▶ Excerpt provided:
[Start of Attachment]

STAY HOME: Sturgeon profoundly concerned by the scale and immediacy of the challenge that omicron poses

By FIRST MINISTER NICOLA STURGEON

Yesterday, 5,951 cases were reported, and 45.4 per cent of cases now show the S-gene dropout that is indicative of omicron. It therefore seems likely that, by tomorrow, omicron will be the dominant strain circulating in Scotland. Omicron’s much higher transmissibility will drive an even more rapid increase in cases.

Omicron is spreading exceptionally fast—much faster than anything experienced so far in the pandemic. I am profoundly concerned by the scale and immediacy of the challenge that omicron poses. In response, we are already rapidly accelerating the delivery of boosters, and we will continue to do so. Yesterday, 59,437 boosters or third doses were administered—a further increase on the day before.

We must understand that omicron is currently running faster than even the fastest roll-out of vaccines. A key point is that the immune protection from vaccination is not immediate; it takes a few days. As we speed up the delivery of vaccines, we must also act to slow the virus down. If we do not, the consequences will be significant. Even if omicron’s impact on individual health is milder than that of other variants—let me stress that we have no evidence of that yet—many people will still become severely unwell and die, and the sheer number of people infected will present a massive challenge. Indeed, in London, where transmission of omicron is currently the highest in the United Kingdom, hospital admissions are now rising sharply. If we do not act now, what we have feared all along but so far avoided—the overwhelming of the national health service—could happen.

[End of Attachment]

▶ Problem description:
Copy the passage from the Sturgeon statement on omicron word for word, between "Yesterday, 5,951 cases" and "the day before.", inclusive.

▶ Supplied entries:
[Start of Attachment]

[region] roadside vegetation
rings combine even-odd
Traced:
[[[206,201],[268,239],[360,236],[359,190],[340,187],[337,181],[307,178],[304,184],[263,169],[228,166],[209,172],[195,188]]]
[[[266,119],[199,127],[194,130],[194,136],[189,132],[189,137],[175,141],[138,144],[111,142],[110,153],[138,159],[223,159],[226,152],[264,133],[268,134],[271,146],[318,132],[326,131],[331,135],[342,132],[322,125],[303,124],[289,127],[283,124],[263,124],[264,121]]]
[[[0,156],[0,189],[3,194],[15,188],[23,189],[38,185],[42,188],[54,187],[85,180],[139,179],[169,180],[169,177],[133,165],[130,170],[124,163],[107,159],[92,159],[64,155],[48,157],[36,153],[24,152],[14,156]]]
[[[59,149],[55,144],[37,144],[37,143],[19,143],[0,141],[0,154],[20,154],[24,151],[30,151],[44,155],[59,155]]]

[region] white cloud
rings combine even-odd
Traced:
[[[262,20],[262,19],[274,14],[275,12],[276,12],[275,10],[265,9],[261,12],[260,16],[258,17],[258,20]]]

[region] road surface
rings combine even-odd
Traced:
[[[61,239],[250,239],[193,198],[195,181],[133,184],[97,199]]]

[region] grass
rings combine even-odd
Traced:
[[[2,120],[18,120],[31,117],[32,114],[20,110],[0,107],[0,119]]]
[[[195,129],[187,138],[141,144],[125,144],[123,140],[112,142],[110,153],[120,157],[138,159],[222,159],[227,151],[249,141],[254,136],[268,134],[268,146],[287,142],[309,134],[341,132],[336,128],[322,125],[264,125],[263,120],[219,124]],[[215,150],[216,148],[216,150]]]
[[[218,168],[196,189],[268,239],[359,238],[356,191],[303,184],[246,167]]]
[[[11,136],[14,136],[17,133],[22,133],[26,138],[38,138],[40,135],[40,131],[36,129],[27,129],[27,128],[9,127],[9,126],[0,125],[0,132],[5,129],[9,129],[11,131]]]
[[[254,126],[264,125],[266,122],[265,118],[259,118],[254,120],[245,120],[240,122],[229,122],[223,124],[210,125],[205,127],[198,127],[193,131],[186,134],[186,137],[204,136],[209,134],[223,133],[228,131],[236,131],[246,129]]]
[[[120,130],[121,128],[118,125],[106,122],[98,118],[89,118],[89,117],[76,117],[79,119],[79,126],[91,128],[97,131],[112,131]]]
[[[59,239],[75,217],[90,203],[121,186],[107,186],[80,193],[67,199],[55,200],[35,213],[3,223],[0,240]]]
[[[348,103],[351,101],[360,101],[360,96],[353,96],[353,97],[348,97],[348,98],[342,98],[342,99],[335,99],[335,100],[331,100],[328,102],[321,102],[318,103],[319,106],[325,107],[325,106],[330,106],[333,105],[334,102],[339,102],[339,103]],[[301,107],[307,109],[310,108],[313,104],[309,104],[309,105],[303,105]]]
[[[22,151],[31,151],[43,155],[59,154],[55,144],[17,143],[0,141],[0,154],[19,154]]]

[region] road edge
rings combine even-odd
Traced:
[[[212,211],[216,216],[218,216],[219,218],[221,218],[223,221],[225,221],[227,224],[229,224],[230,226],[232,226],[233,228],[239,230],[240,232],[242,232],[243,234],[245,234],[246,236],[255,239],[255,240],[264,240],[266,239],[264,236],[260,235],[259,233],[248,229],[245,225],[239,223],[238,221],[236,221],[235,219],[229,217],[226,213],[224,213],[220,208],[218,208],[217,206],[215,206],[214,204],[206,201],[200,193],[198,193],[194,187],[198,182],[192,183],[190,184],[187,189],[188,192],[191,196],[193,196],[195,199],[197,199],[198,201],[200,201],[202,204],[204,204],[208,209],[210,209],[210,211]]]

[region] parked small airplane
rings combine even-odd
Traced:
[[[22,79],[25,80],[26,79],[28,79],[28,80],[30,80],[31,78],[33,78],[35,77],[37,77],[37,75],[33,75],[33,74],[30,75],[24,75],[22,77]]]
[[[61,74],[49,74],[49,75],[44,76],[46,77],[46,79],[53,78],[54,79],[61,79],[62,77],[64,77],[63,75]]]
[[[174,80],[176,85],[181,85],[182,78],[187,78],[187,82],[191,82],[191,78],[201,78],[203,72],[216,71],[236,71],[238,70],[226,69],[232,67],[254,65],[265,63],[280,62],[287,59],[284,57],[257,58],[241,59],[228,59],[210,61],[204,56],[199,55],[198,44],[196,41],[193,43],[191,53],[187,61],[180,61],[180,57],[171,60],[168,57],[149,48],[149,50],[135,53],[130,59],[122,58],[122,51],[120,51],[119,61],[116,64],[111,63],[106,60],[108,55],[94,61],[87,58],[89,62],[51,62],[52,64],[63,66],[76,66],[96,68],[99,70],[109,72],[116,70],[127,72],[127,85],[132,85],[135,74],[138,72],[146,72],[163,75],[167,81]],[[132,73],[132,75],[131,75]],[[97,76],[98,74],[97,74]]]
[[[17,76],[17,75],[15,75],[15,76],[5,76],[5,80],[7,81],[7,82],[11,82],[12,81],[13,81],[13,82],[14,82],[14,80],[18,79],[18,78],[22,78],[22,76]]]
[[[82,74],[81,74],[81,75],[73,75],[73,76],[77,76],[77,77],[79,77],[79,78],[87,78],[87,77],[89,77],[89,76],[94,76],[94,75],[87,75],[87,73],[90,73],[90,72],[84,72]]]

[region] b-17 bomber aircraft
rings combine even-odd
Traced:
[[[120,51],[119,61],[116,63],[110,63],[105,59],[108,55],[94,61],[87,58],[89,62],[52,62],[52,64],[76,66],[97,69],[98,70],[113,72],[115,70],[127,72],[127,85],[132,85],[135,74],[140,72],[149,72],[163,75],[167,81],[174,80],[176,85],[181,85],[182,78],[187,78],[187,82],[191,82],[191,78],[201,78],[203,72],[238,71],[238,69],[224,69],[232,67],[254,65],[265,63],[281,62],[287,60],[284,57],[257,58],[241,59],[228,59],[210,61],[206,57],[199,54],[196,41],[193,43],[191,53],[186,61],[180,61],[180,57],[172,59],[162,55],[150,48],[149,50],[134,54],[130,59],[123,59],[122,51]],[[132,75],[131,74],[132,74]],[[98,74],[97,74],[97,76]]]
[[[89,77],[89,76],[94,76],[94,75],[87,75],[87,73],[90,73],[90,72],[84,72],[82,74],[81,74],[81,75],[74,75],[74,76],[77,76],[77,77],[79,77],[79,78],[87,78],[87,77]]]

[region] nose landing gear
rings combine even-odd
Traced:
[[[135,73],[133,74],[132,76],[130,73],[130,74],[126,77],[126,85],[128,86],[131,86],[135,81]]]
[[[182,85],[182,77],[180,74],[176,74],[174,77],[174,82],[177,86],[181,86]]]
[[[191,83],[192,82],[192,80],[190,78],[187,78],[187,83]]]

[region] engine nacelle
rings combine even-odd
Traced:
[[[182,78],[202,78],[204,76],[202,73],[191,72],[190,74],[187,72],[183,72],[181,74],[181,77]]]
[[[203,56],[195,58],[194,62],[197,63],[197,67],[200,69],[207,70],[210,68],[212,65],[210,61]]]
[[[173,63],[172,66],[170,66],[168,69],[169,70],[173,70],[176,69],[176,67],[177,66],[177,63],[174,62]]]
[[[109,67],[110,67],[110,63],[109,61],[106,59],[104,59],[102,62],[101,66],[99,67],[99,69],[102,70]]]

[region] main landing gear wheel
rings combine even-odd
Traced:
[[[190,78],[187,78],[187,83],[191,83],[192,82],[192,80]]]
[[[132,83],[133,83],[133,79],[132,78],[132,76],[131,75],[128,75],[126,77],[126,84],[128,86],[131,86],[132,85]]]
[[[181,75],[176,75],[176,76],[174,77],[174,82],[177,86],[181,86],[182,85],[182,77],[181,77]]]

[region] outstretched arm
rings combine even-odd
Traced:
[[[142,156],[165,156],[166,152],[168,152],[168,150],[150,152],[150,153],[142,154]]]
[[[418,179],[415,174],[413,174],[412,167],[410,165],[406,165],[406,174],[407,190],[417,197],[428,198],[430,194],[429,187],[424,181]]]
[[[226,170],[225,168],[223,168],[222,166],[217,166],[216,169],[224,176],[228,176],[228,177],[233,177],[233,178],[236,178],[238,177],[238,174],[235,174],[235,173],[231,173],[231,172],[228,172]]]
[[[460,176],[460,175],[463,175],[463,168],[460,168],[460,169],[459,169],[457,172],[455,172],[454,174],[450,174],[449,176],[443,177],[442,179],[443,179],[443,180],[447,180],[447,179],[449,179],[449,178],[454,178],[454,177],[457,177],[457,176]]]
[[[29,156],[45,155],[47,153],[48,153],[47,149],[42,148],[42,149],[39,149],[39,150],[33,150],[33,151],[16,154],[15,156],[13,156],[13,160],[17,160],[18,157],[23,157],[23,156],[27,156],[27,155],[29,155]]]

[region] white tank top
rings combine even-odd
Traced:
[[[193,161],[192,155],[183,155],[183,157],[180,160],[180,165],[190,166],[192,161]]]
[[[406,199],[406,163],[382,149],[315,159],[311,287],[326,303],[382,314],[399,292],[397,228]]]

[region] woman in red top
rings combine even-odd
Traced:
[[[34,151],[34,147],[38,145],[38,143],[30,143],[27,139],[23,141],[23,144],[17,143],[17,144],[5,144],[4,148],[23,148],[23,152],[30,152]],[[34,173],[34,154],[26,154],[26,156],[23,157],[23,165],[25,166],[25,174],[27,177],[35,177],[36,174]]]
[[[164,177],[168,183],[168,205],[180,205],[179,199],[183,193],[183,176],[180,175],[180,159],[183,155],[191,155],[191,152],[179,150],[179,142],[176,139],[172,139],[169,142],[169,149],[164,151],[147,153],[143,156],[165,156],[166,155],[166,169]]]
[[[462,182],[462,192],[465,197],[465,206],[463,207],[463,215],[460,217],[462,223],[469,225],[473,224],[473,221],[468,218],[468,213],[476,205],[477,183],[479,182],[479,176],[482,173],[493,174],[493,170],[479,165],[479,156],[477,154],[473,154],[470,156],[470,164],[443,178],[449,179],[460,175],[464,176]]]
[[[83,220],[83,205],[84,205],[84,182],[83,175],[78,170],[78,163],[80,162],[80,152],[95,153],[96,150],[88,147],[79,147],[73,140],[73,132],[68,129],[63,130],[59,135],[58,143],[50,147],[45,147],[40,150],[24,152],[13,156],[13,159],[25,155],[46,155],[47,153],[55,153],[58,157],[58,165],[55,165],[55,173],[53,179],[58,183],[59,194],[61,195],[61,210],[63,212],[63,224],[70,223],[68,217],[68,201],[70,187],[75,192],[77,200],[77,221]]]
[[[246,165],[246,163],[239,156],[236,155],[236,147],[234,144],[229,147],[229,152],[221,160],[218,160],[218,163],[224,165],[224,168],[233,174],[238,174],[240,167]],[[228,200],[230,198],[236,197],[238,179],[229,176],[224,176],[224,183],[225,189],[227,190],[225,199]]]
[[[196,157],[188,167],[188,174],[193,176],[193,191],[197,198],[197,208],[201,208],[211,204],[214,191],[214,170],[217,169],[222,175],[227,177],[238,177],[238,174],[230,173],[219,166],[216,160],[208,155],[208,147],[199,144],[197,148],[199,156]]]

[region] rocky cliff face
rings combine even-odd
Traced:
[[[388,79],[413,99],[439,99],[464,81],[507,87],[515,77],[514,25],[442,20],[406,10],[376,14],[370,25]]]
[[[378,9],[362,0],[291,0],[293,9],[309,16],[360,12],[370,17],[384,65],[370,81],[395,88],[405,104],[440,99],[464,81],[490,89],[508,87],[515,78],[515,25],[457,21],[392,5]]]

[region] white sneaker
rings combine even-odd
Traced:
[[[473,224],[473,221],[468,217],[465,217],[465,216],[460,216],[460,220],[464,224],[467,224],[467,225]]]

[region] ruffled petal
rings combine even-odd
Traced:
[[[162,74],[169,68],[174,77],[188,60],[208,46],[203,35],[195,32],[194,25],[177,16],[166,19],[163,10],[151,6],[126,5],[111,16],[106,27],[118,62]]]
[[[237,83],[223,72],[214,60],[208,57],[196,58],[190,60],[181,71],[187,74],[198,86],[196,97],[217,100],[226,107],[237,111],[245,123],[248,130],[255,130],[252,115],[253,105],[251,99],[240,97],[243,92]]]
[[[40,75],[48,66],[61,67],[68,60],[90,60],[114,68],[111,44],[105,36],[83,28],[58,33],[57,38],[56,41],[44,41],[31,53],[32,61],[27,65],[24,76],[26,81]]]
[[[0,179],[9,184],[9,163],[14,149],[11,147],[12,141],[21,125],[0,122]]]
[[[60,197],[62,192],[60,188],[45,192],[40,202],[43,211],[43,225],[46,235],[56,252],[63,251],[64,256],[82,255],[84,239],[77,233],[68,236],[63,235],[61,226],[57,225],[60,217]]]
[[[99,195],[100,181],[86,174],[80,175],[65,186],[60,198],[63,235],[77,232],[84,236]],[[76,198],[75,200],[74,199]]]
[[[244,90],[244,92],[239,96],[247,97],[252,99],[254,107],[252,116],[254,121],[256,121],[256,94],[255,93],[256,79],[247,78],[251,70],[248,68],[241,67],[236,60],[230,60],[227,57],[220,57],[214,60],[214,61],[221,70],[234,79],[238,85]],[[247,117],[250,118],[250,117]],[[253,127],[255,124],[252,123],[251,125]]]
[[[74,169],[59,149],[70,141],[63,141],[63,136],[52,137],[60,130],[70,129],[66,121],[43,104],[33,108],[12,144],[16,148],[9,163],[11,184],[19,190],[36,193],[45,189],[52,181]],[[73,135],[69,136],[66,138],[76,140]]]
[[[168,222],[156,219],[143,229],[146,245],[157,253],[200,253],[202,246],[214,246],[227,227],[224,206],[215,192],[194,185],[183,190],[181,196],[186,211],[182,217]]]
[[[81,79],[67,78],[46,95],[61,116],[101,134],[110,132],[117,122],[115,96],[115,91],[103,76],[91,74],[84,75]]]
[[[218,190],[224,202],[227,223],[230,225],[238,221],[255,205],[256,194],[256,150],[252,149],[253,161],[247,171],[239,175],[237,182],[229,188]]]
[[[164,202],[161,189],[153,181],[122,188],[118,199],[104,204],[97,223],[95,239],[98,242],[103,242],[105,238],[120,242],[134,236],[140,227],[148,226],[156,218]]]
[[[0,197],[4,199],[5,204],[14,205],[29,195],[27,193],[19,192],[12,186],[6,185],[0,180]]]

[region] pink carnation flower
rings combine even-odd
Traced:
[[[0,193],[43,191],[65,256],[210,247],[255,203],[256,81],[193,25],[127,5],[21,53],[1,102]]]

[End of Attachment]

▶ Solved exercise:
Yesterday, 5,951 cases were reported, and 45.4 per cent of cases now show the S-gene dropout that is indicative of omicron. It therefore seems likely that, by tomorrow, omicron will be the dominant strain circulating in Scotland. Omicron’s much higher transmissibility will drive an even more rapid increase in cases.

Omicron is spreading exceptionally fast—much faster than anything experienced so far in the pandemic. I am profoundly concerned by the scale and immediacy of the challenge that omicron poses. In response, we are already rapidly accelerating the delivery of boosters, and we will continue to do so. Yesterday, 59,437 boosters or third doses were administered—a further increase on the day before.